--- Passage for review Enclosed Below ---

90 degrees! Heat wave in the ocean?!

michelle13

Member
I recently did a stupid thing and ended up with my tank reaching 90 deg. Anyway, I only lost a frogspawn, bubble, and maybe my brain. My clam, fish, and other corals all survived. One of my questions is did this also kill my biological filtration? I haven't seen a trace of ammonia, but was just wondering. My second question is when is it safe to begin replacing the corals? I have been running carbon, which cleared the water up and I have done a 4 gal water change and will do another tomorrow. Do I just need to keep testing levels for awhile or can I order new corals? Thanks for any help!
 

krishj39

Active Member
Sorry about your losses. I doubt you killed your bio filtration, bacteria are usually super tough to kill off. As for more corals, I'd wait a week to see if your nitrogen cycle goes off a bit from the deaths in the tank. If everything still tests normal after a week, you should be fine for those corals.
 

nm reef

Active Member
Probably no serious long term after effects. I'd wait a few days to insure everything settles back down...as long as the water chemistry is stable and the temp is constant you could replace your lost live stock...but definitely avoid such radical temp fluctuations in the future.:cool:
 

michelle13

Member
Okay, that's what I thought but wanted to make sure. Thanks for the help. Luckily I learn from my mistakes so it won't happen again!
 

bang guy

Moderator
Michelle - I have some curiosity questions if you don't mind. Generally the corals you mentioned should have survived 90F for a couple of days.
1 - What is the temp you normally maintain your temp at?
2 - How long did it take for your water to get to 90F?
3 - How fast did you lower the temp down to normal?
4 - When did you notice the corals were not doing well and when did they die?
Thank you!

--- End of Enclosed Passage for review ---

• Work task A
Return the aquarium forum thread's text starting at "2 - How long" and ending at "did they die?".
• Work task B
List every username that posts in the aquarium forum thread.
• Work task C
Summarize the aquarium forum thread in two sentences.
The data that comes next has no connection to the aquarium forum thread.

--- Supplied material Enclosed Below ---

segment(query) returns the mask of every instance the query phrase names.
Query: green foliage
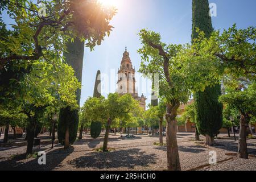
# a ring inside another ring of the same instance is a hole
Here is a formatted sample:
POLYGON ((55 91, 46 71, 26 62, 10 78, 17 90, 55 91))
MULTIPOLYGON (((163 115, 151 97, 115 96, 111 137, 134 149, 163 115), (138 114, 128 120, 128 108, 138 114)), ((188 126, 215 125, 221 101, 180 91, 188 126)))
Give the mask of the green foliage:
POLYGON ((184 111, 181 114, 180 117, 177 118, 178 122, 180 125, 184 125, 189 119, 192 123, 195 122, 195 104, 192 103, 190 105, 187 105, 185 107, 184 111))
POLYGON ((61 109, 58 123, 59 142, 64 144, 66 128, 68 127, 69 144, 73 144, 77 135, 79 123, 79 118, 77 109, 72 110, 69 107, 61 109))
POLYGON ((227 90, 225 94, 220 97, 220 101, 239 111, 240 115, 246 118, 246 121, 249 123, 256 114, 255 93, 256 84, 253 82, 242 90, 227 90))
POLYGON ((220 87, 208 87, 205 92, 194 95, 196 124, 202 135, 213 137, 222 125, 222 105, 218 100, 221 94, 220 87))
MULTIPOLYGON (((97 98, 100 98, 101 96, 101 79, 100 78, 100 75, 101 75, 101 71, 100 70, 98 70, 97 72, 97 75, 96 75, 96 77, 95 78, 95 84, 94 84, 94 89, 93 90, 93 97, 97 97, 97 98)), ((94 122, 97 122, 96 121, 94 121, 94 122)), ((94 126, 95 127, 98 126, 98 129, 95 129, 96 131, 101 131, 101 123, 100 121, 98 122, 98 123, 94 123, 94 126)), ((91 129, 92 129, 92 126, 91 126, 91 129)), ((92 130, 90 130, 90 132, 92 132, 92 130)), ((100 134, 98 134, 98 135, 100 135, 100 134)), ((91 133, 91 136, 92 135, 92 133, 91 133)), ((98 136, 97 136, 96 138, 98 138, 98 136)))
MULTIPOLYGON (((213 31, 209 11, 208 0, 192 1, 192 44, 197 42, 196 39, 200 36, 198 29, 204 32, 206 38, 210 37, 213 31)), ((204 135, 207 134, 212 137, 221 127, 222 106, 218 101, 220 95, 219 84, 208 86, 205 90, 197 92, 193 95, 196 126, 204 135)))
POLYGON ((207 38, 209 38, 213 31, 212 18, 209 16, 209 10, 208 0, 192 1, 192 43, 194 39, 199 36, 197 28, 203 31, 207 38))
POLYGON ((96 78, 95 78, 94 89, 93 91, 93 97, 99 98, 101 96, 101 80, 100 78, 101 71, 97 72, 96 78))
POLYGON ((101 122, 92 122, 90 124, 90 136, 93 138, 98 138, 101 133, 101 122))
POLYGON ((212 60, 219 74, 228 75, 235 79, 243 77, 255 80, 255 33, 254 27, 237 29, 236 24, 222 34, 219 30, 213 32, 209 38, 201 32, 194 40, 193 57, 212 60))
POLYGON ((122 121, 122 126, 127 127, 134 126, 136 118, 139 117, 141 113, 138 101, 130 94, 120 96, 117 93, 109 94, 107 99, 102 96, 90 97, 85 102, 83 108, 89 121, 99 121, 105 125, 108 119, 111 118, 114 125, 120 126, 119 122, 122 121))
POLYGON ((160 41, 159 34, 144 29, 139 35, 143 45, 138 51, 142 58, 139 71, 146 75, 159 74, 159 96, 167 102, 187 103, 193 92, 204 91, 206 86, 217 82, 219 76, 214 63, 194 59, 189 45, 167 45, 160 41), (168 73, 165 73, 166 60, 168 73))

--- End of Enclosed Supplied material ---

• Task output A
2 - How long did it take for your water to get to 90F?
3 - How fast did you lower the temp down to normal?
4 - When did you notice the corals were not doing well and when did they die?

• Task output B
michelle13, krishj39, nm reef, bang guy

• Task output C
A tank owner whose aquarium reached 90 degrees lost a frogspawn and a bubble coral and asked whether the biological filtration was harmed and when new corals could be added. Replies said the bacteria were likely fine and advised waiting a few days to a week for stable water tests before restocking, and a moderator asked for details about how the temperature rose and fell.